Document segment =
Boeing-Airbus: The tariff saga continues


Published 13 August 2020 | 5 minute read

Using the so-called “carousel of pain”, the US has shifted retaliatory tariffs onto France and Germany and away from Greece and the UK, as part of the ongoing Boeing-Airbus subsidies dispute. This illustrates the urgency of developing clearer disciplines on subsidies, especially as China continues to develop its civilian aircraft industry.

The US on Wednesday announced a refinement to the existing package of retaliatory EU tariffs it had previously put in place as part of the ongoing Boeing-Airbus subsidies dispute. The trade coverage value and tariff levels remain unchanged, but some tariffs were shifted onto France and Germany from Greece and the UK. The action is being taken pursuant to a provision of US trade law which allows the US to tighten the screws on non-complaint trade partners.

The “carousel of pain”

The Carousel Retaliation Act of 1999 (proposed as an amendment to section 301 of the Trade Act of 1974) allows the US Trade Representative to periodically review and rotate (hence: carousel) its product retaliation list when a country has failed to fully implement a WTO ruling. The intention is to shift the tariffs to where they will inflict the maximum economic pain at any given time in order to “encourage” the offending party to bring its practices into WTO compliance.

Raw records =
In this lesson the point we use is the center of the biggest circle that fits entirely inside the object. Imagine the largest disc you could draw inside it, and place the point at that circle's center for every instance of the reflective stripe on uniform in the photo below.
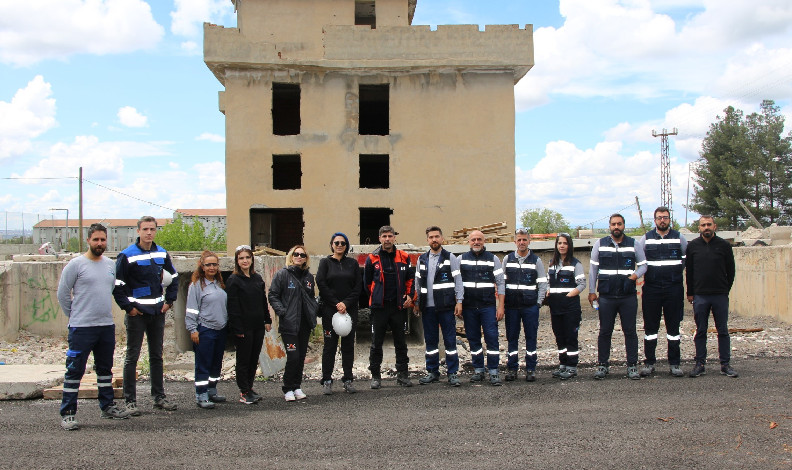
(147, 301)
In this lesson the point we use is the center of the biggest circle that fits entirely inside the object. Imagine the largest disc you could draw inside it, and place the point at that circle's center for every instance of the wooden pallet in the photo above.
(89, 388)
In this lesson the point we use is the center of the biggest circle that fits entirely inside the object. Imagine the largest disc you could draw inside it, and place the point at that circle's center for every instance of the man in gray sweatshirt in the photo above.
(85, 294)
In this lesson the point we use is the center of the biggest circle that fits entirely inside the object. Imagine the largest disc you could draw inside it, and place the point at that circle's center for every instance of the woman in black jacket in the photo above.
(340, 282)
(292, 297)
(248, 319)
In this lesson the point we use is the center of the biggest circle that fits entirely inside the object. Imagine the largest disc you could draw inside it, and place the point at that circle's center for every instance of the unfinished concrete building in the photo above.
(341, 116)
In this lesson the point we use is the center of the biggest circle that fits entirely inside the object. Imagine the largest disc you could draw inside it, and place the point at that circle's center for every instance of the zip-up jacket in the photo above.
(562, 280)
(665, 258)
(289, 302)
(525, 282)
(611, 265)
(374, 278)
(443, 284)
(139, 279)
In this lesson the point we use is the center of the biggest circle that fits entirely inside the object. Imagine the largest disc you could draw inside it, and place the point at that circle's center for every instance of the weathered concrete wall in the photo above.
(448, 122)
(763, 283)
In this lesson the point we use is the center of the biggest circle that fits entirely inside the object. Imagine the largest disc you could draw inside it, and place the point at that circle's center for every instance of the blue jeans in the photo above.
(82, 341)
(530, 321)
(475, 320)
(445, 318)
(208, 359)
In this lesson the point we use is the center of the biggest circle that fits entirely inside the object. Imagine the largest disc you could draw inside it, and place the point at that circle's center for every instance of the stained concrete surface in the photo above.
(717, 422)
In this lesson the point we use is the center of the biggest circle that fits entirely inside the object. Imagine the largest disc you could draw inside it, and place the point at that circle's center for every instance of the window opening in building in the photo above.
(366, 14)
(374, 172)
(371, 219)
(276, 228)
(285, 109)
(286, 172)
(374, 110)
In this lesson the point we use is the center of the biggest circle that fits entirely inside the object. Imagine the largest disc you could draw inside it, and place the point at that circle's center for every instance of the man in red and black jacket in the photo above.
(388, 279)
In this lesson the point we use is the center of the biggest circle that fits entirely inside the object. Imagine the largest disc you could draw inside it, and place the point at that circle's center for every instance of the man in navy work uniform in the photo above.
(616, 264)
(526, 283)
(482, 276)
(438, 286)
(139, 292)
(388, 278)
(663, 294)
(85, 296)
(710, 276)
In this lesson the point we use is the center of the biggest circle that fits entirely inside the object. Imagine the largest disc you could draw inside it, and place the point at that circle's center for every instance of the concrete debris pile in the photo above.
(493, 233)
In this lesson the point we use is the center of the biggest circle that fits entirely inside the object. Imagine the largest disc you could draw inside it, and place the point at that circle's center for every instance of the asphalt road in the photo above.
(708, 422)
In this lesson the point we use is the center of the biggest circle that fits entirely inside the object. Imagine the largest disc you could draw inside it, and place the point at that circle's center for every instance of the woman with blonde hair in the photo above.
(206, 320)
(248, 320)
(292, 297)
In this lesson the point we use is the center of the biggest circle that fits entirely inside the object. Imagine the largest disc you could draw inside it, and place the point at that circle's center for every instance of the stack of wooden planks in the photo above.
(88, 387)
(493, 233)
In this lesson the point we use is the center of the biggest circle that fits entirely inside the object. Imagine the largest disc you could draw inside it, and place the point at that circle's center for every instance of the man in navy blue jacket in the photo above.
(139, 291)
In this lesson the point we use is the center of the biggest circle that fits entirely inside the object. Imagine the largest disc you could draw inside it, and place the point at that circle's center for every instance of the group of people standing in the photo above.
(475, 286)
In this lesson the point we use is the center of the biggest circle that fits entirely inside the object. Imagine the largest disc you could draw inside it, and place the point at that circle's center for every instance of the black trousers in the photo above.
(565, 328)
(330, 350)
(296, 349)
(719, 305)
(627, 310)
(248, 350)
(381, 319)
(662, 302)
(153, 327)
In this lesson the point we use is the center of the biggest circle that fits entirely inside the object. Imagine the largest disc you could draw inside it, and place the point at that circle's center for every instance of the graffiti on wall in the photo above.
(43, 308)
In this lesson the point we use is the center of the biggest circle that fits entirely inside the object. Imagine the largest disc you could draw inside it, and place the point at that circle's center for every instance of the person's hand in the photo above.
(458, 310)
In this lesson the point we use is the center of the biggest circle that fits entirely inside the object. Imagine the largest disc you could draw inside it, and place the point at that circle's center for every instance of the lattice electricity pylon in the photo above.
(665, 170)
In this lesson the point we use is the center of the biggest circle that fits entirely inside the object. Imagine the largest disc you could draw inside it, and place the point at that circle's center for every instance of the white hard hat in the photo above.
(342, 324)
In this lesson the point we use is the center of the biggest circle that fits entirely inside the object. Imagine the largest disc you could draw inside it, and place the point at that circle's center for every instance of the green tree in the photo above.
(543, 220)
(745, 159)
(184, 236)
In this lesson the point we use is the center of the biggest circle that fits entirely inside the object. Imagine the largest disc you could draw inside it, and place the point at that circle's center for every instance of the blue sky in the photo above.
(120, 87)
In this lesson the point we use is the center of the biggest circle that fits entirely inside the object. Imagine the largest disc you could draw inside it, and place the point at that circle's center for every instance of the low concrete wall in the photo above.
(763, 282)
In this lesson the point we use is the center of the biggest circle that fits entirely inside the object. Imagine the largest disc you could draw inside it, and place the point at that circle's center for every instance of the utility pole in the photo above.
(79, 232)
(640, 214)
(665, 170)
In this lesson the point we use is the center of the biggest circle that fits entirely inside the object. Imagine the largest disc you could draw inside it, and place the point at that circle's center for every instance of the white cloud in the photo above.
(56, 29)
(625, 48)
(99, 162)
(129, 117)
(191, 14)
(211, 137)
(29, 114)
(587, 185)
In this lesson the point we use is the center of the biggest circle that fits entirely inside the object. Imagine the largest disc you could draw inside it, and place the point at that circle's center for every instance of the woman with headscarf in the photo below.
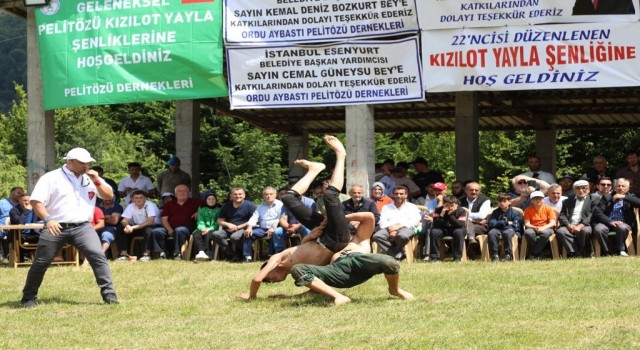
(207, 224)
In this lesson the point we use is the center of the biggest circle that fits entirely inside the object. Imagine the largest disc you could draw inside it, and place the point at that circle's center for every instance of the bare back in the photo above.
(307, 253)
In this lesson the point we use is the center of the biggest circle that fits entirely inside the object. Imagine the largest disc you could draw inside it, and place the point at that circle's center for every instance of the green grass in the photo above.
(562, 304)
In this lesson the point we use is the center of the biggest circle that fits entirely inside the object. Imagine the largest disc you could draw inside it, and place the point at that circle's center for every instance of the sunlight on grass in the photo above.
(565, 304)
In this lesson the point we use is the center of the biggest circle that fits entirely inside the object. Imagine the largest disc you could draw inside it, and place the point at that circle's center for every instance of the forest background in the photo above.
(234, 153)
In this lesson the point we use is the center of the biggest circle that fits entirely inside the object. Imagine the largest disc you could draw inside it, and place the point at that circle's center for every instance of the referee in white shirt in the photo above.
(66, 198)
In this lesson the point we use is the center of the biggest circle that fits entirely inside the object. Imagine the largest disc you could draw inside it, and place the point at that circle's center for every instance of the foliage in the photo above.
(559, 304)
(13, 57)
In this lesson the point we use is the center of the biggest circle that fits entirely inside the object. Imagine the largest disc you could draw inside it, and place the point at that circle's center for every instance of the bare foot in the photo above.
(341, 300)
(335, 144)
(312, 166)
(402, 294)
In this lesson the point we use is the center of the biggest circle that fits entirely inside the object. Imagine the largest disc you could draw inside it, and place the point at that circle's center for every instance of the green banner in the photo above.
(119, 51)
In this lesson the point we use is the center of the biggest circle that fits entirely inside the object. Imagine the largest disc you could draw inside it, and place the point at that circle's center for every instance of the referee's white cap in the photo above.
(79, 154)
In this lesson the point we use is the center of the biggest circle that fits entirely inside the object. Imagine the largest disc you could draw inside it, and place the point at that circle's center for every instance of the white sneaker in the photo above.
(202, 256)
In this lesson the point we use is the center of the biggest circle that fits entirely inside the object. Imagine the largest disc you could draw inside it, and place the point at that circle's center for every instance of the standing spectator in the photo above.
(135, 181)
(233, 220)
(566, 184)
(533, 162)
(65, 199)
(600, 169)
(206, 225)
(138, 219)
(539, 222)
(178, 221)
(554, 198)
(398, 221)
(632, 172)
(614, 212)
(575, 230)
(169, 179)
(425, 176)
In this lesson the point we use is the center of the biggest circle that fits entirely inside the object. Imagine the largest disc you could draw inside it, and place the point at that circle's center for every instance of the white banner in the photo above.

Stated exercise A =
Answer each of these from the article on the Boeing-Airbus tariff dispute:
(i) On what date was it published?
(ii) Onto which two countries did the US shift some of its tariffs?
(iii) What is the name of the act that allows the product retaliation list to be rotated?
Stated exercise B =
Revise the passage of the Boeing-Airbus tariff article between "The Carousel Retaliation" and "into WTO compliance.", inclusive, so that "periodically" is replaced by "regularly".
The rows that come with this page can be set aside; none of the work depends on them.

Task answer A =
(i) 13 August 2020
(ii) France and Germany
(iii) The Carousel Retaliation Act of 1999

Task answer B =
The Carousel Retaliation Act of 1999 (proposed as an amendment to section 301 of the Trade Act of 1974) allows the US Trade Representative to regularly review and rotate (hence: carousel) its product retaliation list when a country has failed to fully implement a WTO ruling. The intention is to shift the tariffs to where they will inflict the maximum economic pain at any given time in order to “encourage” the offending party to bring its practices into WTO compliance.